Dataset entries
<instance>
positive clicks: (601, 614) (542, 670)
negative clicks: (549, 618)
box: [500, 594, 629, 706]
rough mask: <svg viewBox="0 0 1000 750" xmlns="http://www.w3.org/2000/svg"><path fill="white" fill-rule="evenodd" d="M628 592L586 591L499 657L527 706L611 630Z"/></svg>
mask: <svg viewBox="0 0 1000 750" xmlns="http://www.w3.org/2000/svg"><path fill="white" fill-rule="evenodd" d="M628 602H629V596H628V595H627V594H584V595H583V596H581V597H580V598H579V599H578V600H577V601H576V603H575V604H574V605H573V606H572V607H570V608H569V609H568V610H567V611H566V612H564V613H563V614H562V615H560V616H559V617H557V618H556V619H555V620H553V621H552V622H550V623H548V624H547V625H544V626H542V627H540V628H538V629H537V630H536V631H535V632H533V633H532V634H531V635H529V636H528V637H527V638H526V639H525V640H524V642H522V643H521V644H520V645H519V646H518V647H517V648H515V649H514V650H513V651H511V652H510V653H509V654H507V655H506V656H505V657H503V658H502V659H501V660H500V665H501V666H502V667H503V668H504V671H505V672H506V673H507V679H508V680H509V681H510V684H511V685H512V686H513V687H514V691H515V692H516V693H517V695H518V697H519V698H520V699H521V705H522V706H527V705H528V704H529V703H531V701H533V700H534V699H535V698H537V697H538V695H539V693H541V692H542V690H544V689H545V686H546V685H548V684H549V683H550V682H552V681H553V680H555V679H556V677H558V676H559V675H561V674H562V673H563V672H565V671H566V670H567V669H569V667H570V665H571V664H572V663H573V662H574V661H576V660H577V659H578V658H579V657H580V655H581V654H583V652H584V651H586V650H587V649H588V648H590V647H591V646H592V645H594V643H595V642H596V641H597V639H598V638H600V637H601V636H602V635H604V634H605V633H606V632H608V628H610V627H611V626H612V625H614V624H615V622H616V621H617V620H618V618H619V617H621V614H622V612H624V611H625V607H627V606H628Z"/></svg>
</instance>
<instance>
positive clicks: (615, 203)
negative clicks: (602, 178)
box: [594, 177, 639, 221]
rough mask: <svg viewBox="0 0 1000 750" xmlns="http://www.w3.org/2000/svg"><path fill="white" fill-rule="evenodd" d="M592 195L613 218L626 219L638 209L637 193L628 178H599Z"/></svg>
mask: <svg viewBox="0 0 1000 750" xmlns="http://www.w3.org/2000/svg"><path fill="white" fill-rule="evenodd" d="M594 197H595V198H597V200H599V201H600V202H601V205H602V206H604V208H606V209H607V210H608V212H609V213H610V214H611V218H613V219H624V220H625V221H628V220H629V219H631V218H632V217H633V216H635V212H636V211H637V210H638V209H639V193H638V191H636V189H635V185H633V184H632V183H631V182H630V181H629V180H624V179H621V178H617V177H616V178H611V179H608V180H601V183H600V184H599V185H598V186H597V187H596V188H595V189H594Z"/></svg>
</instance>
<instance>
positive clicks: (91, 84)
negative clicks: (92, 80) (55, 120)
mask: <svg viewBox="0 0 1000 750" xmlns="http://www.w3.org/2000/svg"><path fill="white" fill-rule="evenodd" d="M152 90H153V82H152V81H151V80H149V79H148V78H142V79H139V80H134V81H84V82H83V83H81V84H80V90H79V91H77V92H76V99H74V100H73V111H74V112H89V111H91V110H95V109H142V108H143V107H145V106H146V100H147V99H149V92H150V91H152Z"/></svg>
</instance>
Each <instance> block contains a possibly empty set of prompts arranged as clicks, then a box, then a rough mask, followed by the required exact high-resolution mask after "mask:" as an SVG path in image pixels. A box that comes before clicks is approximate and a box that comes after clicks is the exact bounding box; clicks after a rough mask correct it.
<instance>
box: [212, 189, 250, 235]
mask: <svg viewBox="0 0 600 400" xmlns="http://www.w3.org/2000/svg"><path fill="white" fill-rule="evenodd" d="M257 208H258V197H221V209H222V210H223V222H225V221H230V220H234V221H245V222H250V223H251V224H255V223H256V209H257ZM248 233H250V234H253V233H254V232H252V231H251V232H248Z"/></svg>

### [Exercise instructions]
Render every line of the records above as a Markdown table with two columns, Row and Line. Number the rows in order and skip blank lines.

### [Task output]
| Row | Line |
|---|---|
| 1 | <instance> |
| 2 | positive clicks: (601, 614) (542, 670) |
| 3 | negative clicks: (549, 618) |
| 4 | box: [500, 594, 629, 706] |
| 5 | rough mask: <svg viewBox="0 0 1000 750" xmlns="http://www.w3.org/2000/svg"><path fill="white" fill-rule="evenodd" d="M628 592L586 591L499 657L527 706L611 630Z"/></svg> |
| 6 | mask: <svg viewBox="0 0 1000 750" xmlns="http://www.w3.org/2000/svg"><path fill="white" fill-rule="evenodd" d="M628 602H629V596H628V595H627V594H584V595H583V596H581V597H580V598H579V599H578V600H577V601H576V603H575V604H574V605H573V606H572V607H570V608H569V609H568V610H567V611H566V612H564V613H563V614H562V615H560V616H559V617H557V618H556V619H555V620H553V621H552V622H550V623H548V624H547V625H544V626H542V627H540V628H538V629H537V630H536V631H535V632H533V633H532V634H531V635H529V636H528V637H527V638H526V639H525V640H524V642H522V643H521V644H520V645H519V646H518V647H517V648H515V649H514V650H513V651H511V652H510V653H509V654H507V655H506V656H505V657H503V658H502V659H501V660H500V665H501V666H502V667H503V668H504V671H505V672H506V673H507V679H508V680H509V681H510V684H511V685H512V686H513V687H514V691H515V692H516V693H517V695H518V697H519V698H520V699H521V705H522V706H527V705H528V704H529V703H531V701H533V700H534V699H535V698H537V697H538V695H539V693H541V692H542V690H544V689H545V686H546V685H548V684H549V683H550V682H552V681H553V680H555V679H556V677H558V676H559V675H561V674H562V673H563V672H565V671H566V670H567V669H569V667H570V665H571V664H572V663H573V662H574V661H576V660H577V659H578V658H579V657H580V655H581V654H583V652H584V651H586V650H587V649H588V648H590V647H591V646H592V645H594V643H595V642H596V641H597V639H598V638H600V637H601V636H602V635H604V634H605V633H606V632H608V628H610V627H611V626H612V625H614V624H615V622H616V621H617V620H618V618H619V617H621V614H622V612H624V611H625V607H627V606H628Z"/></svg> |
| 7 | </instance> |
| 8 | <instance> |
| 9 | positive clicks: (615, 203) |
| 10 | negative clicks: (602, 178) |
| 11 | box: [594, 177, 639, 221] |
| 12 | rough mask: <svg viewBox="0 0 1000 750" xmlns="http://www.w3.org/2000/svg"><path fill="white" fill-rule="evenodd" d="M592 195L613 218L626 219L638 209L637 193L628 178H599Z"/></svg> |
| 13 | mask: <svg viewBox="0 0 1000 750" xmlns="http://www.w3.org/2000/svg"><path fill="white" fill-rule="evenodd" d="M594 197H595V198H597V200H599V201H600V202H601V205H602V206H604V208H606V209H607V210H608V212H609V213H610V214H611V218H613V219H624V220H625V221H628V220H629V219H631V218H632V217H633V216H635V212H636V211H637V210H638V209H639V193H638V191H636V189H635V185H633V184H632V183H631V182H630V181H629V180H624V179H621V178H617V177H616V178H611V179H608V180H601V183H600V184H599V185H598V186H597V187H596V188H595V189H594Z"/></svg> |
| 14 | </instance> |
| 15 | <instance> |
| 16 | positive clicks: (91, 84) |
| 17 | negative clicks: (92, 80) (55, 120) |
| 18 | mask: <svg viewBox="0 0 1000 750" xmlns="http://www.w3.org/2000/svg"><path fill="white" fill-rule="evenodd" d="M152 90H153V82H152V81H151V80H149V79H148V78H142V79H139V80H134V81H84V82H83V83H81V84H80V90H79V91H77V92H76V99H74V100H73V111H74V112H89V111H91V110H95V109H142V108H143V107H145V106H146V100H147V99H149V92H150V91H152Z"/></svg> |
| 19 | </instance> |
| 20 | Each <instance> block contains a possibly empty set of prompts arranged as clicks, then a box, then a rough mask, followed by the required exact high-resolution mask after "mask:" as an SVG path in image pixels. A box that comes before clicks is approximate and a box that comes after clicks is the exact bounding box; clicks after a rough mask correct it. |
| 21 | <instance> |
| 22 | box: [212, 189, 250, 235] |
| 23 | mask: <svg viewBox="0 0 600 400" xmlns="http://www.w3.org/2000/svg"><path fill="white" fill-rule="evenodd" d="M257 208H258V197H221V209H222V210H223V222H225V221H230V220H234V221H245V222H250V223H251V224H255V223H256V209H257ZM248 233H250V234H253V233H254V232H252V231H251V232H248Z"/></svg> |